Quote everything in the asthma study summary from "Patients with severe" down to "nitric oxide (FeNO).", word for word.

▸ **Text**
- - -

Patients with severe asthma had higher sputum extracellular DNA concentrations than patients with mild to moderate asthma or those without asthma, according to the results of a recent study published in Respiratory Research.
Researchers conducted a multicenter, prospective, longitudinal cohort study (ALLIANCE adult arm; ClinicalTrials.gov Identifier: NCT02419274) by measuring extracellular DNA concentrations in induced sputum from patients with asthma and healthy control individuals. Lung function was evaluated using spirometry, body plethysmography, impulse oscillometry and inert gas multiple breath washout. The researchers examined the correlations of extracellular DNA concentrations with sputum neutrophils, eosinophils and macrophages, and fractional exhaled nitric oxide (FeNO).

- - -

▸ **Records**
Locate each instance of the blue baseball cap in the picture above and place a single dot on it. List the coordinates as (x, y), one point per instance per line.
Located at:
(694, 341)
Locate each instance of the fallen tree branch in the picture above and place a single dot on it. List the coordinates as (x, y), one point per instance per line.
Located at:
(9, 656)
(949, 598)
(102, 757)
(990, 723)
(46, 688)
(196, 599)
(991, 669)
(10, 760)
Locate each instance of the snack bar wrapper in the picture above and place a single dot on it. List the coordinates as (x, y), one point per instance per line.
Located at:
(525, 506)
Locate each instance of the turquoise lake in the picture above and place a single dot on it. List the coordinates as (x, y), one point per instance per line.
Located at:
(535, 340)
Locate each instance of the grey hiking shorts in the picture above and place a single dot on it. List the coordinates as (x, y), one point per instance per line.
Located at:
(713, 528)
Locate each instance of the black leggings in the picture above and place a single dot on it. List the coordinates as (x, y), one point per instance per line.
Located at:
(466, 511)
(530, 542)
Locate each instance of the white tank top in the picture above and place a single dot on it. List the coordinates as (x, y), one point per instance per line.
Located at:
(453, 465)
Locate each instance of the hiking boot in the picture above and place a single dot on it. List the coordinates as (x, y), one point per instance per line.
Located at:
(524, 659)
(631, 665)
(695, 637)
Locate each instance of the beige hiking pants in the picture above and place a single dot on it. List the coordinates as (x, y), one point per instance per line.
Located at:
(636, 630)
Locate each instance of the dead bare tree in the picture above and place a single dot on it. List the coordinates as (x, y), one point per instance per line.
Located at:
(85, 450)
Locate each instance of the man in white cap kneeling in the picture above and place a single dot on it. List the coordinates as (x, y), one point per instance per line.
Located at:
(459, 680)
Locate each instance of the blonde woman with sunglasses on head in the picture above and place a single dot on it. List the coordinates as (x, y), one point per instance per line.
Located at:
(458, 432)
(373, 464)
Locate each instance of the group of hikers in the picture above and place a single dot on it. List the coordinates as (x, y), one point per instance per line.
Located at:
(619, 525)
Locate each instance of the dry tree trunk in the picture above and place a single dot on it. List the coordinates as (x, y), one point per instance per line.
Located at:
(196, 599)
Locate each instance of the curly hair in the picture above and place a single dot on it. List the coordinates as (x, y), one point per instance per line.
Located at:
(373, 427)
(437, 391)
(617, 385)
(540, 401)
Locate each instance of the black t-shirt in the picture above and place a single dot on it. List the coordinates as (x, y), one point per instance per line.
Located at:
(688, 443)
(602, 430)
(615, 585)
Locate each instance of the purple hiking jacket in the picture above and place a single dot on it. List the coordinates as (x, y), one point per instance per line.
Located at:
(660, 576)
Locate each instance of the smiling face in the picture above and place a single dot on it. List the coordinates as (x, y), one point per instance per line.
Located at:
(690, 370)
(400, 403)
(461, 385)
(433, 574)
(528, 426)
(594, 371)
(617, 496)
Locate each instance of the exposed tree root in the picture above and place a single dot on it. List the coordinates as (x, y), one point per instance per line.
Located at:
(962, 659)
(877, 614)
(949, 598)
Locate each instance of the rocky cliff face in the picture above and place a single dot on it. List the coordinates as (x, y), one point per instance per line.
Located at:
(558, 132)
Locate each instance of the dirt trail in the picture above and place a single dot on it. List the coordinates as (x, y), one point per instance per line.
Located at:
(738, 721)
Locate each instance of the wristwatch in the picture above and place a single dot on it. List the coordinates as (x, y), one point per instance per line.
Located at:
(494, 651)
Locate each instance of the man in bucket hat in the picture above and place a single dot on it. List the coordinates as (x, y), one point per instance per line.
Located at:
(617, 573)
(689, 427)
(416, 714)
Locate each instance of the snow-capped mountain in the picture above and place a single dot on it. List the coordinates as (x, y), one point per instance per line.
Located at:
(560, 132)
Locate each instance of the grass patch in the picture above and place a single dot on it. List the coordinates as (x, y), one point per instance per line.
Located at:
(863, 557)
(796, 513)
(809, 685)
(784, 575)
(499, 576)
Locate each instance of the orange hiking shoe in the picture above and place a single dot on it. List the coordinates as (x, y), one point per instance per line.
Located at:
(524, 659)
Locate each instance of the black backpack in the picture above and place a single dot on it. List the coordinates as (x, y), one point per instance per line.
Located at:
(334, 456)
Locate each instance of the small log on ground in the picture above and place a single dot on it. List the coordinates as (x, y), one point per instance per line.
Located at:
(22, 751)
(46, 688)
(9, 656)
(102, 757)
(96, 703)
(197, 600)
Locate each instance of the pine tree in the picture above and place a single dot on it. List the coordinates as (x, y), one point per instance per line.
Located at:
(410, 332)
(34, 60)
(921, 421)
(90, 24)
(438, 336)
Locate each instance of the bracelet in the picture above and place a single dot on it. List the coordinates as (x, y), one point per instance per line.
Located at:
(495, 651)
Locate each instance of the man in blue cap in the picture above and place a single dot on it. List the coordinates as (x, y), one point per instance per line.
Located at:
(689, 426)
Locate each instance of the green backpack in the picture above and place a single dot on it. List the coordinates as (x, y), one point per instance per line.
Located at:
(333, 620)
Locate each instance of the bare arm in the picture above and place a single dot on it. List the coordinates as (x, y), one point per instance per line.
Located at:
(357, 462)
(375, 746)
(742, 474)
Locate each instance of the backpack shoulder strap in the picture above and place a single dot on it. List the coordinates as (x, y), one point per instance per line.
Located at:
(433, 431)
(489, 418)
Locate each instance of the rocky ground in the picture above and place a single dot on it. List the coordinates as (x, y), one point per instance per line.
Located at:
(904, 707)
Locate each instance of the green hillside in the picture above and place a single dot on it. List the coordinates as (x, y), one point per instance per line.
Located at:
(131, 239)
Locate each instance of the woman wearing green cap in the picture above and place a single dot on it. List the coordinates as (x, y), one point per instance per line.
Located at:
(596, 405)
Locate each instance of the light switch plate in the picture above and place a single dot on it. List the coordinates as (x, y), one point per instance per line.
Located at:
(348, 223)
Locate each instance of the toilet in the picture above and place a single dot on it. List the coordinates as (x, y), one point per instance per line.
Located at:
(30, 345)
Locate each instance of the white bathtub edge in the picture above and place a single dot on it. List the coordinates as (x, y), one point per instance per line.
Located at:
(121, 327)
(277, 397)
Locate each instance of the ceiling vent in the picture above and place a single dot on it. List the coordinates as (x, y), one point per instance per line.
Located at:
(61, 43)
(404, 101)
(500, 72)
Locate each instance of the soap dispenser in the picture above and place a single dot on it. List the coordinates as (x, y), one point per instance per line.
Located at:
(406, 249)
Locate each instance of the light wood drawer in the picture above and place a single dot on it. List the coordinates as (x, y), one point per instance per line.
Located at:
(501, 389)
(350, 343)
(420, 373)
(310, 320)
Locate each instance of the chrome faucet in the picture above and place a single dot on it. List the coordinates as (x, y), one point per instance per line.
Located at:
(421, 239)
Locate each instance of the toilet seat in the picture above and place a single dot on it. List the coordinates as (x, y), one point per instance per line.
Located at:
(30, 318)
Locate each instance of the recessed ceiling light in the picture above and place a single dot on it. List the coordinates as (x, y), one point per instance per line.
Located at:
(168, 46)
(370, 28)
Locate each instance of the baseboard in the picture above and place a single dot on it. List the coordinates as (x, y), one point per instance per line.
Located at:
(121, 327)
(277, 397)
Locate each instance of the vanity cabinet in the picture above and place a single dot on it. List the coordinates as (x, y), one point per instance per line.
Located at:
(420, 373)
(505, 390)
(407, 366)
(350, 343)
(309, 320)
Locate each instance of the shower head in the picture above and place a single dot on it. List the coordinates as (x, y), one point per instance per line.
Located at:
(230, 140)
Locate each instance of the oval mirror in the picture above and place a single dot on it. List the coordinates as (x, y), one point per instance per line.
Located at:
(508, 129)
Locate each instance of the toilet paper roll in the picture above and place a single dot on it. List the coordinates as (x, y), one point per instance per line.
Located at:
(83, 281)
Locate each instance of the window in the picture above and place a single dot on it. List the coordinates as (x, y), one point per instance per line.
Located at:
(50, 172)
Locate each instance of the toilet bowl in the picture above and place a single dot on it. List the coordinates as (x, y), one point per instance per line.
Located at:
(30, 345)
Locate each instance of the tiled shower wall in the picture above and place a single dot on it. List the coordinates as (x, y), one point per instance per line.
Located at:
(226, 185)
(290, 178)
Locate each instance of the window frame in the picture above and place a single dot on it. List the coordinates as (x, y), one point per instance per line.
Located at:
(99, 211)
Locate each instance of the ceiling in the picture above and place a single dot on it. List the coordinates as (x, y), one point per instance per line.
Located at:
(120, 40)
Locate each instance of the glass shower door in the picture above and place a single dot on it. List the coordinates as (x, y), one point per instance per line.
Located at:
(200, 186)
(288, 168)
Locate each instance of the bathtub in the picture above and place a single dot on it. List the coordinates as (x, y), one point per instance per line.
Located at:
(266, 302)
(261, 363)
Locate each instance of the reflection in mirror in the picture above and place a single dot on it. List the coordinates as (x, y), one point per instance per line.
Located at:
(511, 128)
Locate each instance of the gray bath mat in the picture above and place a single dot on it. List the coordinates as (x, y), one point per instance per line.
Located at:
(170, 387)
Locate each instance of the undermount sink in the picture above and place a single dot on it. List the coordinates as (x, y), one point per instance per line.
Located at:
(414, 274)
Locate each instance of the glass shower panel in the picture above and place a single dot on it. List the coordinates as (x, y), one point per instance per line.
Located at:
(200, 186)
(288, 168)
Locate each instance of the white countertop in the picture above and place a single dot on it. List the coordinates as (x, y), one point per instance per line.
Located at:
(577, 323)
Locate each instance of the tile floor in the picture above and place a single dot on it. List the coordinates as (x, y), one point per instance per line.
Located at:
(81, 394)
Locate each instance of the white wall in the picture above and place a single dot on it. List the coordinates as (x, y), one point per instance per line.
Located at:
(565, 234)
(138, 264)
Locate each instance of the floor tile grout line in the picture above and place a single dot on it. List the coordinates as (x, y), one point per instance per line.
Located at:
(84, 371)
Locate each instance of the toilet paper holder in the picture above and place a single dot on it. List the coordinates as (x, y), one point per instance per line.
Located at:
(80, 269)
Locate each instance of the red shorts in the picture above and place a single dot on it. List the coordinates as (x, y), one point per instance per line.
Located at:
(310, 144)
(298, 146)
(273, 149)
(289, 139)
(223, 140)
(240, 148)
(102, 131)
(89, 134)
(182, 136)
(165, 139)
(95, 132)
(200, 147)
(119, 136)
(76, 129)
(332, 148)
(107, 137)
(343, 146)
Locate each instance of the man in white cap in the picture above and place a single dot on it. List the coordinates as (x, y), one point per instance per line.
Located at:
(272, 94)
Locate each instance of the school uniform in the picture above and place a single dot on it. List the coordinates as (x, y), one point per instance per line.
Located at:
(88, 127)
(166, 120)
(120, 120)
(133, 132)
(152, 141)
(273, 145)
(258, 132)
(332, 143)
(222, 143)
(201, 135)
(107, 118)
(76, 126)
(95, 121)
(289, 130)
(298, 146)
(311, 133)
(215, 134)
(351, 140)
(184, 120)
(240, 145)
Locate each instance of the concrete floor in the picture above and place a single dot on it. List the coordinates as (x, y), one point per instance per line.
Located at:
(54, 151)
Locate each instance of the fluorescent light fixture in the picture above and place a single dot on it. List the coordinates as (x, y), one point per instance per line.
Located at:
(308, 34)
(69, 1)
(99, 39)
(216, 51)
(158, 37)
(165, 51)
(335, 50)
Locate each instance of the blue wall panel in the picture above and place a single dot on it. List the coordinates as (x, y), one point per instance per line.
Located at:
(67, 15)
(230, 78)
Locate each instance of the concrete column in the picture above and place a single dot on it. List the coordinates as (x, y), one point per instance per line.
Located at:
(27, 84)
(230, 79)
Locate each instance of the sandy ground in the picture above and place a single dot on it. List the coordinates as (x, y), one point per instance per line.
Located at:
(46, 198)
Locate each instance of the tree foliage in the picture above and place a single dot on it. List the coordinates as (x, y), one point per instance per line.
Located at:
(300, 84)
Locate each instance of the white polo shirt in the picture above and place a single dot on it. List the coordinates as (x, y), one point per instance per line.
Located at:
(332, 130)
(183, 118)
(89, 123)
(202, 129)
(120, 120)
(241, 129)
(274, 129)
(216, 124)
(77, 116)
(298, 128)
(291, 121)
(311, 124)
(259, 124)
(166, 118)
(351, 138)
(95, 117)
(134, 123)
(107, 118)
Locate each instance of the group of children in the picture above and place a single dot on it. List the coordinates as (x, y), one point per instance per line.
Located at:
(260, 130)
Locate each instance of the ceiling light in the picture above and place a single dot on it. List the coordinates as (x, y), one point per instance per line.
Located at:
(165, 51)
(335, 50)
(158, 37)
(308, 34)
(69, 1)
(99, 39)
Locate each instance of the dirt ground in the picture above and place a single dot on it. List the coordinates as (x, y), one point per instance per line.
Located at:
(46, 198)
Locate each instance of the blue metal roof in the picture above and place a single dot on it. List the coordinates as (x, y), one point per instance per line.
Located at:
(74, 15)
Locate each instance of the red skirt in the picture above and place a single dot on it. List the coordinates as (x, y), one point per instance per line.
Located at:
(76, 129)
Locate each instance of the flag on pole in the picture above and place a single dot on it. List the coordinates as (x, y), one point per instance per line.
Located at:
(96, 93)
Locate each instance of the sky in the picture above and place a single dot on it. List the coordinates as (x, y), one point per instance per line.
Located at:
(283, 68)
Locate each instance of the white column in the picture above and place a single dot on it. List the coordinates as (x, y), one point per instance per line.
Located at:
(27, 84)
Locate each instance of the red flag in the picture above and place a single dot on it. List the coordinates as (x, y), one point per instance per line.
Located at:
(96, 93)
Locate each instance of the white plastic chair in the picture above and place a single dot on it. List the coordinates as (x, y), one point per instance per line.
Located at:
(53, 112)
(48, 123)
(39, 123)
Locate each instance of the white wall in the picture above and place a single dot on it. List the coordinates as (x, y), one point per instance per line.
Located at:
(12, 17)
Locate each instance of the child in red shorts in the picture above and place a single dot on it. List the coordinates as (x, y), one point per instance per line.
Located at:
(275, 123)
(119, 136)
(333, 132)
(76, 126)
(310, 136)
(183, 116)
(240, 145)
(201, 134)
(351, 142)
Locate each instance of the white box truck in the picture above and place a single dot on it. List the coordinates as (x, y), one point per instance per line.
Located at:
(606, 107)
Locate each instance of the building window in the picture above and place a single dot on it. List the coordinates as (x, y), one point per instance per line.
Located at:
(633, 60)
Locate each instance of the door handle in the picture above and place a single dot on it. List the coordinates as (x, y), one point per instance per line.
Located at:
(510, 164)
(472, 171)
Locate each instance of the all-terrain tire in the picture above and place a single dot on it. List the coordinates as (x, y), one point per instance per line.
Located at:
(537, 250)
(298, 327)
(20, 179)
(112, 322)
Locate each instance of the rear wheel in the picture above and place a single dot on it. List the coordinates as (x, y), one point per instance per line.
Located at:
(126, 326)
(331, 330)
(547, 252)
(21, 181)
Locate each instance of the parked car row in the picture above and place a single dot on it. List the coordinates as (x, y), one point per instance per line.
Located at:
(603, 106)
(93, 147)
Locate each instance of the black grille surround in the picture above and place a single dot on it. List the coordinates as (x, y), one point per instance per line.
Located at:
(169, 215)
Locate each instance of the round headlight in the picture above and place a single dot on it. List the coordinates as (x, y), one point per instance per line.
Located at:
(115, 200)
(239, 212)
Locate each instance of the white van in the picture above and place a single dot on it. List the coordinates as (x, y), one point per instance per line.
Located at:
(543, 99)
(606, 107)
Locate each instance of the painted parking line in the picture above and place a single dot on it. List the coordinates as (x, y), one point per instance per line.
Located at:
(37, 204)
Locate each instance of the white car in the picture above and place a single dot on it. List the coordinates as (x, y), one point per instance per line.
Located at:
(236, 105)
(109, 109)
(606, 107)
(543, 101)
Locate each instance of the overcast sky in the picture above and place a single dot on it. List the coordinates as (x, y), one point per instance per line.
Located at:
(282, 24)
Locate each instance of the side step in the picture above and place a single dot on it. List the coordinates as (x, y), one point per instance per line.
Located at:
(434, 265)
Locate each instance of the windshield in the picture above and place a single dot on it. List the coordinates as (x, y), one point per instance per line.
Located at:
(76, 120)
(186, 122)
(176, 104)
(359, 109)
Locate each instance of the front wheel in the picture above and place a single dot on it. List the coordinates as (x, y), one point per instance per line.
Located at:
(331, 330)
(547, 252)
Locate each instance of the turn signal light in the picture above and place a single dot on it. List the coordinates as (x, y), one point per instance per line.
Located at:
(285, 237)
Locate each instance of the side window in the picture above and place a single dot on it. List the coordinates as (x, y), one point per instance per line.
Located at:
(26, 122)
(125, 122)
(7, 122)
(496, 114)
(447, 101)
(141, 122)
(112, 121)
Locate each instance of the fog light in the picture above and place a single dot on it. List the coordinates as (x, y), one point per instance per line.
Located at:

- - -

▸ **Solution to the exercise**
Patients with severe asthma had higher sputum extracellular DNA concentrations than patients with mild to moderate asthma or those without asthma, according to the results of a recent study published in Respiratory Research.
Researchers conducted a multicenter, prospective, longitudinal cohort study (ALLIANCE adult arm; ClinicalTrials.gov Identifier: NCT02419274) by measuring extracellular DNA concentrations in induced sputum from patients with asthma and healthy control individuals. Lung function was evaluated using spirometry, body plethysmography, impulse oscillometry and inert gas multiple breath washout. The researchers examined the correlations of extracellular DNA concentrations with sputum neutrophils, eosinophils and macrophages, and fractional exhaled nitric oxide (FeNO).